## GIVEN PROBLEM A
Answer these questions using the article on property documents below.
(i) Which body sent notices to residents of the South Delhi colony, and within how many days were they asked to submit completion certificates?
(ii) According to Avnish Sharma, what two types of schemes does a government agency offer a home buyer?
(iii) Which two documents does the agency issue once the decision is finalised?

## ARTICLE
>>

SynopsisExisting homeowners and prospective home buyers should know the important property documents they should have in their possession when they own a house. Here is a look at the main or important documents you should get from the seller while buying a house.
When you own a house, there can be many situations when you need all the documents related to it. For example, house related documents would be needed to transfer ownership of house either via resale or a will and to provide proof of compliance with various government laws etc.
Last year, residents of a South Delhi colony got a rude shock. Many in the colony received notices from the South Delhi Municipal Corporation asking them to submit completion certificates to the corporation within 15 days or risk facing punitive action. Those without the documents now have to cough up lakhs of rupees. Mind you these were residents who have been staying in these houses for decades.
This is just one example. Like this there may be many examples of homeowners across the country facing problems because they did not have the required documents for their homes. Therefore, when you buy a house you must get all the required documents of your house from the seller; you never know when you will need them.
Both, existing homeowners and prospective home buyers should know the important property documents they should have in their possession when they own a house. Here is a look at the main or important documents you should get from the seller while buying a house.
Types of property
A house can be bought through a government agency like the Delhi Development Authority (DDA), a builder or developer, in a cooperative society or from an individual homeowner. Each type has some common and some extra documents that you should get.
Let us look at these different types of properties and the documents you need to procure for each.
- Buying a house from government agency
Experts say that buying a house from a government agency like the DDA, Maharashtra Housing and Area Development Authority (MHADA) etc is safer, in terms of documentation, than buying a house from a developer or builder.
Avnish Sharma, Partner, Khaitan & Co says, “The purchase of a property from a government agency is extremely secure as compared to a purchase from a builder or developer as there are very limited exceptions such as the initial land acquisition itself being cancelled for non-compliance with the applicable laws which can make your house property ‘built illegally’. A government agency offers two types of schemes to a home buyer – leasehold rights and freehold rights.”
Even though it is safer to buy a house from a government agency, you should do your own checks before signing on the dotted line. For instance, before buying the house you should check for the construction quality and age of the property.
M. Arun Kumar, Partner, Induslaw says, “Before applying for allotment or before buying a house constructed by government agencies like DDA etc., it is necessary to visit the property site and check the construction quality. Another thing to keep in mind is the age of property, i.e., when the property was built. This is because a property that is more than 2-3 decades old may require higher maintenance expenses as compared to a newly built or 5-10-year-old property.”
Once the decision is finalised, the agency will issue two documents: Allotment letter and Conveyance Deed/ Sale Deed or lease deed, as applicable.

<<

Dataset records
>>

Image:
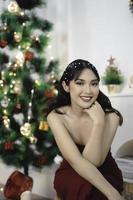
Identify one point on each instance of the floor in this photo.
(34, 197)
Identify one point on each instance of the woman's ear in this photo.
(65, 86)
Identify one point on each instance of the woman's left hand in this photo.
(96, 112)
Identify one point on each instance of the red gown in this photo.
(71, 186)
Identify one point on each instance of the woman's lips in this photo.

<<
>>

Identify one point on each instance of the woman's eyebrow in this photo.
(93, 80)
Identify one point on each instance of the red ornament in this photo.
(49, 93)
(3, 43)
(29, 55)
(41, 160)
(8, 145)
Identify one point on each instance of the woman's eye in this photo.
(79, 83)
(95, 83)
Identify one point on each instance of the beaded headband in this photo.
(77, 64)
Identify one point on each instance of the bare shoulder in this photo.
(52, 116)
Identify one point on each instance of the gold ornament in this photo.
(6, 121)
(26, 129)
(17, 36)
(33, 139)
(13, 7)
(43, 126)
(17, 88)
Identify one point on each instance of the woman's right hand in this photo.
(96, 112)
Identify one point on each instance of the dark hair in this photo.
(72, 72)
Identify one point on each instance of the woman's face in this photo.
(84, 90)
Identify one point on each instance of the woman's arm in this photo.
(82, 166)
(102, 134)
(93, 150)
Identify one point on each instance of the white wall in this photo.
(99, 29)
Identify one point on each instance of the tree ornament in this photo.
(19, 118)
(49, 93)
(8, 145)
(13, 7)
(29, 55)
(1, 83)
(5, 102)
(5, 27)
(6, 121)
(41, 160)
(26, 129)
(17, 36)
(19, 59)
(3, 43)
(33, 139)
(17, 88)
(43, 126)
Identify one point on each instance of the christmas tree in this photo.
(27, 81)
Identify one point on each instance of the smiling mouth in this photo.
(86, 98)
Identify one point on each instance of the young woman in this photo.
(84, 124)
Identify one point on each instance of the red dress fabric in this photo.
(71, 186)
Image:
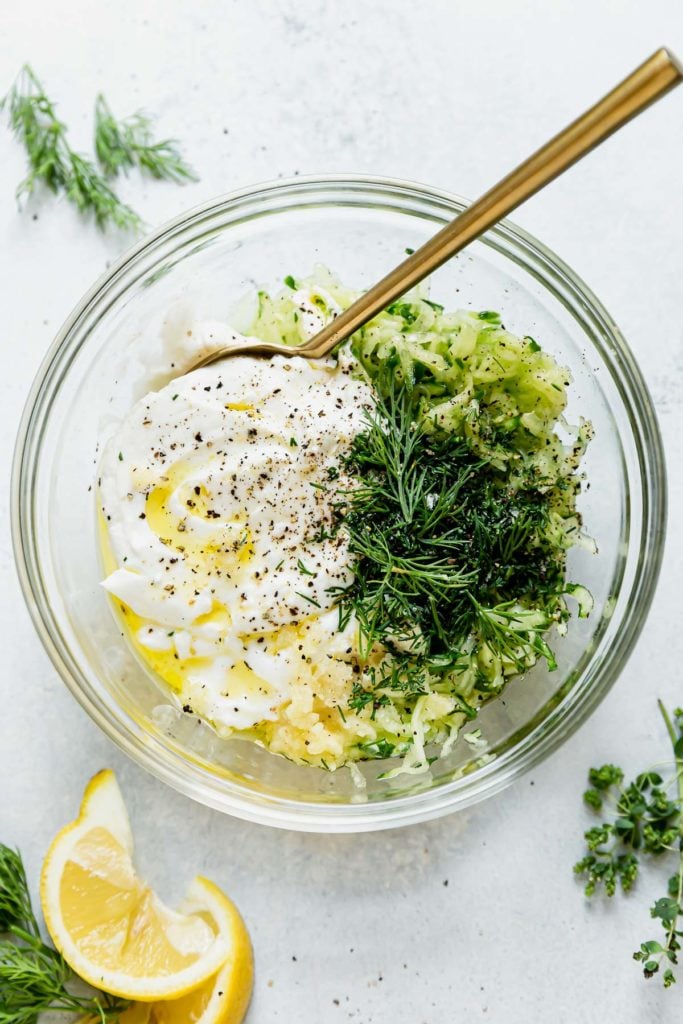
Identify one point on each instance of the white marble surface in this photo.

<<

## GIVEN PROBLEM B
From the dataset entries, extract the lines from the line with "Identify one point on each instance of the beaded" up to and including the line with "Identify one point on each instance of the white marble", reproducing them unchanged. Leave out any pictures.

## CORRECT ANSWER A
(i) The South Delhi Municipal Corporation, within 15 days.
(ii) Leasehold rights and freehold rights.
(iii) An allotment letter and a Conveyance Deed/Sale Deed or lease deed, as applicable.

## CORRECT ANSWER B
Identify one point on each instance of the beaded headband in this photo.
(77, 64)
Identify one point on each instance of the bare shoulder in this photo.
(52, 116)
Identify one point on each instance of the gold ornament in this photo.
(6, 121)
(26, 129)
(17, 36)
(33, 139)
(13, 7)
(43, 126)
(17, 88)
Identify one point on each instance of the woman's right hand in this photo.
(96, 112)
Identify one point on each instance of the dark hair in this photo.
(72, 72)
Identify one point on each instance of the woman's face in this photo.
(84, 90)
Identify one point on each instance of the woman's arm in this photo.
(82, 166)
(102, 134)
(93, 150)
Identify one point on each instance of the white wall in this photo.
(99, 29)
Identify one point on each instance of the tree ornament in this photo.
(19, 118)
(49, 93)
(8, 145)
(13, 7)
(29, 55)
(1, 83)
(5, 102)
(5, 27)
(6, 121)
(41, 160)
(26, 129)
(17, 36)
(19, 59)
(3, 43)
(33, 139)
(17, 88)
(43, 126)
Identify one point on each instance of the christmas tree in this photo.
(27, 81)
Identify one point on each instance of the smiling mouth in this photo.
(86, 98)
Identify one point on each instance of the young woman in this photo.
(84, 124)
Identify one point on each instance of the red dress fabric in this photo.
(71, 186)
Image:
Identify one point on each instance of the white marble surface in this photo.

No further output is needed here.